### DATA EXCERPTS
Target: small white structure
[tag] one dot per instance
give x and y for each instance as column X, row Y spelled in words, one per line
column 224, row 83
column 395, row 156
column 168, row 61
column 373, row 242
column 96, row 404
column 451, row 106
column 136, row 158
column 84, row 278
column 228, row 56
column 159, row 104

### STATED PROBLEM
Reproduce every line of the entries above verbatim, preserving their order and punctuation.

### RESPONSE
Target: small white structure
[tag] one dot per instance
give x and y for each instance as column X, row Y spelled in words, one per line
column 224, row 83
column 395, row 156
column 168, row 61
column 373, row 242
column 96, row 404
column 451, row 106
column 136, row 158
column 84, row 278
column 228, row 56
column 159, row 104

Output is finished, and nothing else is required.